Judgment reversed; cause remanded with instructions.
DORRIAN, J., concurs.
BRUNNER, J., concurs in judgment only.
BRUNNER, J., concurring in judgment only.
{¶ 10} I concur with the decision of the majority but would reach the decision based on several of our more recent decisions on the sealing of criminal records pursuant to R.C. 2953.31 and 2953.32. See State v. Black, 10th Dist. No. 15AP-539, 2015-Ohio- 4256, ¶ 1-14, (referenced in this concurring opinion as "Black II" so as not to confuse it with the State v. Black, 10th Dist. No. 14AP-338, 2014-Ohio-4827, cited by the majority); State v. Schoenberger, 10th Dist. No. 15AP-451, 2015-Ohio-4870.
{¶ 11} The majority emphasizes the "act of grace" nature of the sealing of criminal records, citing State v. Gainey, 10th Dist. No. 14AP-583, 2015-Ohio, 3119. While the statute, itself, may be characterized as such, the statutes in question, R.C. 2953.31 and 2953.32, upon the finding of jurisdiction and the making of favorable discretionary findings, mandate granting an application to seal criminal records. Id. Several of our more recent decisions specifically state this and recognize the more contemporary changes in the criminal sealing statutes as a result of amendment pursuant to 2012 Am.Sub.S.B. No. 337. Therefore, I would conduct our de novo review of the trial court's granting of Taylor's application according to two steps, consistent with those decisions. Black II at ¶ 6-10; Schoenberger at ¶ 6.
"Except as provided in divisions (G), (H), or (I) of R.C. 2953.32, if the trial court finds that a person is eligible and using its discretion determines that the facts supporting the other required findings should be construed to favor sealing the records of conviction, the trial court 'shall order all official records of the case that pertain to the conviction or bail forfeiture sealed.' (Emphasis added.) R.C. 2953.32(C)(2). The sealing statutes are remedial and are, therefore, to be construed liberally to promote their purpose and assist the parties in obtaining justice. State ex rel. Gains v. Rossi, 86 Ohio St.3d 620, 622, (1999), citing R.C. 1.11; Barker v. State, 62 Ohio St.2d 35, 42, (1980)." Black II at ¶ 10.

## WHAT THIS EXERCISE ASKS:
[a] Answer these from the opinion excerpt on sealing criminal records:
(i) Which judge concurs without limitation?
(ii) Which case does the majority cite for the "act of grace" nature of sealing?
(iii) Which 2012 amendment changed the criminal sealing statutes?
[b] Reproduce word for word the part of the opinion excerpt on sealing criminal records that begins at the words "Judgment reversed; cause" and stops after "No. 15AP-451, 2015-Ohio-4870.".
[c] Write the next part of the opinion excerpt on sealing criminal records, picking up after its last sentence.
The lines are separate material, unrelated to the opinion excerpt on sealing criminal records.

## SUPPLIED DATA:
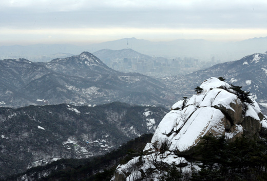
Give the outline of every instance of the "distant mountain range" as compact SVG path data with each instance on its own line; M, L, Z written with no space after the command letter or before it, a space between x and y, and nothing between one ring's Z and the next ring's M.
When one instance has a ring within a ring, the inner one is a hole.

## EXERCISE RESPONSES:
[a]
(i) DORRIAN, J.
(ii) State v. Gainey, 10th Dist. No. 14AP-583, 2015-Ohio, 3119.
(iii) 2012 Am.Sub.S.B. No. 337.

[b]
Judgment reversed; cause remanded with instructions.
DORRIAN, J., concurs.
BRUNNER, J., concurs in judgment only.
BRUNNER, J., concurring in judgment only.
{¶ 10} I concur with the decision of the majority but would reach the decision based on several of our more recent decisions on the sealing of criminal records pursuant to R.C. 2953.31 and 2953.32. See State v. Black, 10th Dist. No. 15AP-539, 2015-Ohio- 4256, ¶ 1-14, (referenced in this concurring opinion as "Black II" so as not to confuse it with the State v. Black, 10th Dist. No. 14AP-338, 2014-Ohio-4827, cited by the majority); State v. Schoenberger, 10th Dist. No. 15AP-451, 2015-Ohio-4870.

[c]
"Whether an applicant is an eligible offender is an issue of law that we review de novo." State v. Tauch, 10th Dist. No. 13AP-327, 2013-Ohio-5796, ¶ 7; Black II at ¶ 8. --------
{¶ 12} The first step of our review calls for a determination of jurisdiction; that is, whether Taylor is an eligible offender. R.C. 2953.31(A) and 2953.32(C)(1). This issue is squarely addressed by the State's first assignment of error. I would specifically find that Taylor was not an eligible offender at the time of her application, and therefore, the trial court lacked jurisdiction. Based on this holding, we need make no further determinations on review.
{¶ 13} The trial court lacked jurisdiction to seal Taylor's records because a full year from the date of her discharge for her misdemeanor had not yet elapsed when she filed her application. Even though she paid her restitution before sentencing, an additional condition of her sentence was that she was required to have no new offenses for a one-year period from sentencing. This was also a condition of her two-month jail sentence being suspended. The question of what is her discharge date under these circumstances is not before us (that is, whether under these circumstances, her discharge date is the date of her sentencing or whether it is two years from the date of her sentencing, because of the condition that one year had to elapse with no new convictions). Regardless, the statutes require that she wait to apply at least one year from the date of her discharge.
{¶ 14} I would rely on the Gainey case, cited by the majority, for its holding that an applicant for the sealing of criminal records does not obtain "final discharge" until the applicant has "served all components of his or her sentence." Id. at 11, citing State v. Aguirre, 144 Ohio St.3d 179, 2014-Ohio-46o3, ¶ 18; State v. Hoover, 10th Dist. No. 12AP-818, 2013-Ohio-3337, ¶ 7; State v. Pettis, 133 Ohio App.3d 618, 619 (8th Dist.1999); Black at ¶ 10; State v. Jordan, 10th Dist. No. 07AP-584, 2007-Ohio-6383, ¶ 7; In re White, 165 Ohio App.3d 288, 2006-Ohio-233, ¶ 7 (10th Dist.). In Gainey, the applicant for the sealing of records had not completed her community service at the time she filed her application for sealing of records. Id. at ¶ 5. We explained in Gainey that one of the requirements for sealing the records of a conviction is that the application is made at the expiration of the requisite period following final discharge.
{¶ 15} For the purposes of reviewing the trial court's grant of Taylor's application, not even one year had elapsed from the date of her sentencing when Taylor filed her application. Thus, I agree with the majority in sustaining the State's first assignment of error that the trial court lacked jurisdiction to grant Taylor's application to seal the record of her criminal conviction.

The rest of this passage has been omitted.